OBJECTIVE
Gather every line in the material below that contains the word "surface", copying each one in full.

PROVIDED MATERIAL
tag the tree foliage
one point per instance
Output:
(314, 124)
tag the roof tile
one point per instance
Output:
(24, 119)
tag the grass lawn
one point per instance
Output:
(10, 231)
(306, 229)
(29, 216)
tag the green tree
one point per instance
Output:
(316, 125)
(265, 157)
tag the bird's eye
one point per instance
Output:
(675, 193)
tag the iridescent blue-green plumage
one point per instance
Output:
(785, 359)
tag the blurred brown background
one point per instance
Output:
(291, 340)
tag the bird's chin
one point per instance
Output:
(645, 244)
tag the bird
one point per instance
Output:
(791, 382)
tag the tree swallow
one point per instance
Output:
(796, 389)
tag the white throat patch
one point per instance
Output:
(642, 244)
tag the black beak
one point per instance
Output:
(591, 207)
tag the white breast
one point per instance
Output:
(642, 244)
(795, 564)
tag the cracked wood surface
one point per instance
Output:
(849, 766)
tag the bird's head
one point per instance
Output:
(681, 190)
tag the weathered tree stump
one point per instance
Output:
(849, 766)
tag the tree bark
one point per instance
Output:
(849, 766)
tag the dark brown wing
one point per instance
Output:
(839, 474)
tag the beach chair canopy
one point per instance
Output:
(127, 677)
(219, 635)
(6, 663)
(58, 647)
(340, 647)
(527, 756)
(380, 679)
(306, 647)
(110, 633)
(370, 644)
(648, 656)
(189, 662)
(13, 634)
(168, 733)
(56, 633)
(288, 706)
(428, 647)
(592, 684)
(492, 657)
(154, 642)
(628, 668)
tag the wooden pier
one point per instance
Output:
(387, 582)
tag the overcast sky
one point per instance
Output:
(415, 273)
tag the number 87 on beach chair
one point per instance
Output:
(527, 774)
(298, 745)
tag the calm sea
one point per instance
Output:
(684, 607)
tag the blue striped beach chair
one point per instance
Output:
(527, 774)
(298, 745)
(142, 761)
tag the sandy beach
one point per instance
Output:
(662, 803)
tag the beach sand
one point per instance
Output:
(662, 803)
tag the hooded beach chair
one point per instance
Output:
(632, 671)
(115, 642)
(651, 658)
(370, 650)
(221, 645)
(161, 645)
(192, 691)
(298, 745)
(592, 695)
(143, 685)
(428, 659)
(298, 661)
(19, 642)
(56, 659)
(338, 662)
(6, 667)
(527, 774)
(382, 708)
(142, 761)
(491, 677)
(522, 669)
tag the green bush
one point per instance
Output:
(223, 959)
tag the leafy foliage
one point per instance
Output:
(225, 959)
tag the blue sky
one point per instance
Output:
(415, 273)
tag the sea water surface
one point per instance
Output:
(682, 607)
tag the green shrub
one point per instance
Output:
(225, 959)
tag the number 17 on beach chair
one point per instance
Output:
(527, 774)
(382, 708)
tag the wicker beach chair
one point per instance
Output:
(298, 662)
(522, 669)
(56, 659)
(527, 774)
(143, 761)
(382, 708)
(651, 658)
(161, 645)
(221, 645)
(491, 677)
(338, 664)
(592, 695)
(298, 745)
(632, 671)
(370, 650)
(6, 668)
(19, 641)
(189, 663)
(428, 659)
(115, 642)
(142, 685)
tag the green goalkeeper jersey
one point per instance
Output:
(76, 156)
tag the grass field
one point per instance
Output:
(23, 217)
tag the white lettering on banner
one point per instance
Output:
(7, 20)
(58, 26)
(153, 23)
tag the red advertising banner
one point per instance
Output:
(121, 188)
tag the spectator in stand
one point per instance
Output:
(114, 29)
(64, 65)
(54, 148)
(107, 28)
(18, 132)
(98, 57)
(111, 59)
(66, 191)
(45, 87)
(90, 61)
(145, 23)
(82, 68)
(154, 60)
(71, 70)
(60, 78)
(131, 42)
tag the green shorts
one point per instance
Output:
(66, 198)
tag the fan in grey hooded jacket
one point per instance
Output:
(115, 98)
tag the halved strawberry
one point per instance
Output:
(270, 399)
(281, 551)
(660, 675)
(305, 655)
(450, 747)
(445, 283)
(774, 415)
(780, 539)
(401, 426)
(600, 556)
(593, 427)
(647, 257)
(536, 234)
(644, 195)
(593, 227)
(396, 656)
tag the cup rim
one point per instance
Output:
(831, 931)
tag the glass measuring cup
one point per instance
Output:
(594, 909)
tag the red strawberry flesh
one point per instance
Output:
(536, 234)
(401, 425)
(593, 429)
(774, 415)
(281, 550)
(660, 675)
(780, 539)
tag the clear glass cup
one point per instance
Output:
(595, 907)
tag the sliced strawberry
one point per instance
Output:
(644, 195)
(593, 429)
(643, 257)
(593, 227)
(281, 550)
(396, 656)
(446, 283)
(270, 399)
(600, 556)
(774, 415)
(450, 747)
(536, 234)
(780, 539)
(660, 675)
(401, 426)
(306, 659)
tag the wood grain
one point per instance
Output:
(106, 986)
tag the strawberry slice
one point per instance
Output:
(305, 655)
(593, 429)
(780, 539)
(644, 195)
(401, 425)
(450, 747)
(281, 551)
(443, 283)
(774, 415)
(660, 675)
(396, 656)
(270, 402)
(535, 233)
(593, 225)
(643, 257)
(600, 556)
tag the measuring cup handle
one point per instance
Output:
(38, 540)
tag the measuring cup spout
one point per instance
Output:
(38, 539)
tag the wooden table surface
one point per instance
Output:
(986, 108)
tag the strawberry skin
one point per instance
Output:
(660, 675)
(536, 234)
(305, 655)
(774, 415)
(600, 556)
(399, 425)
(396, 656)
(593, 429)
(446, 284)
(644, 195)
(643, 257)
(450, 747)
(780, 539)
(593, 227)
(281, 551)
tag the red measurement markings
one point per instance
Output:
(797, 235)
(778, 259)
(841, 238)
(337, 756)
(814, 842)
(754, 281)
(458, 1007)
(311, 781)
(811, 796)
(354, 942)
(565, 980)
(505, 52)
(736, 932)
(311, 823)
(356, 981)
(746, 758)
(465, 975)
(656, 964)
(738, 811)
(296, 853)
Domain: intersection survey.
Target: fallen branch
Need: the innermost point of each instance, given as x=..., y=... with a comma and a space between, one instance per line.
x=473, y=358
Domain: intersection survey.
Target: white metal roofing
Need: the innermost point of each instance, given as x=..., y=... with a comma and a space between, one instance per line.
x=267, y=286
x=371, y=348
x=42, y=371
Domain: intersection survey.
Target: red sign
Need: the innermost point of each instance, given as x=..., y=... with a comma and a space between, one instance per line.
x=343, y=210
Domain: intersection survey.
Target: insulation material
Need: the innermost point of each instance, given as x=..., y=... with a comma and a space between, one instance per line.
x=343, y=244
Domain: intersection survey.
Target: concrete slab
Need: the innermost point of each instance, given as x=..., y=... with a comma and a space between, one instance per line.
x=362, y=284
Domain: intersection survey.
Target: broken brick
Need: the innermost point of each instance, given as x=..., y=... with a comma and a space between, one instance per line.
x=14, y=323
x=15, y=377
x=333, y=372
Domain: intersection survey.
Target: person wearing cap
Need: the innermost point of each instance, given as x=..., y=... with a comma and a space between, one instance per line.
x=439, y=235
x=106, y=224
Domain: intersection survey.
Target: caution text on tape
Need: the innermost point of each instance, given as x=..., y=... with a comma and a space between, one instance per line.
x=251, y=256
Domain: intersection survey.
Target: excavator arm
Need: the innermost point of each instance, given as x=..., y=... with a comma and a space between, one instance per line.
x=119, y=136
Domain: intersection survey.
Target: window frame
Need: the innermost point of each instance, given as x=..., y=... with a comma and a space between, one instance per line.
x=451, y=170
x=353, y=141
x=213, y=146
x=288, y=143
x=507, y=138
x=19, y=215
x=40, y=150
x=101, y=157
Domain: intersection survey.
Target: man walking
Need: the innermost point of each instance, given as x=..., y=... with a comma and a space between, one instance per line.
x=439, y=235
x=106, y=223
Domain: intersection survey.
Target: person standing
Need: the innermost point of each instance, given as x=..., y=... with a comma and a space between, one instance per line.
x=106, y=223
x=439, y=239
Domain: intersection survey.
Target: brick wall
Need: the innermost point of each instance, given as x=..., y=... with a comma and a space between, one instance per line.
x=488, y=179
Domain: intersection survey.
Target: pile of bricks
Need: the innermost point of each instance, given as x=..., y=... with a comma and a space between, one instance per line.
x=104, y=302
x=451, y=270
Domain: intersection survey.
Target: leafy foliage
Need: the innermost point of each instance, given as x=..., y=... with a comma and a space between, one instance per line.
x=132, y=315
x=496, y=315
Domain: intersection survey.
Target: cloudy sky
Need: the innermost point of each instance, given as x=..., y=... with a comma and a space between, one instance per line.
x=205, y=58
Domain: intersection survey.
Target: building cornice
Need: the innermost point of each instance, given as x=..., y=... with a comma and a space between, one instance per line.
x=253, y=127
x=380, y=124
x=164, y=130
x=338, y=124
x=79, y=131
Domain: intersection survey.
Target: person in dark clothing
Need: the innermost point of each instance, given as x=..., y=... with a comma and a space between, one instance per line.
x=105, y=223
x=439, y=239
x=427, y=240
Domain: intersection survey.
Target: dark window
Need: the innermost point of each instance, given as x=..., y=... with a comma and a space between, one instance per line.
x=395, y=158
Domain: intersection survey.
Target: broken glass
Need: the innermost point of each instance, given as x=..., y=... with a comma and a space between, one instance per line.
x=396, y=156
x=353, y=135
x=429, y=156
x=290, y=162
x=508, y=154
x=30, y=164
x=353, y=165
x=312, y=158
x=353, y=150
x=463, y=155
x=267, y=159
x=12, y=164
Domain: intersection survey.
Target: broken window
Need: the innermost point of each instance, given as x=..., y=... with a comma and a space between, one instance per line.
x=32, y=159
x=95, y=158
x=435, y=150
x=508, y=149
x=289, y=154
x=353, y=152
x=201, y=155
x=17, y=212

TASK ANSWER
tag the cracked wood surface
tag the sea water surface
tag the wooden table surface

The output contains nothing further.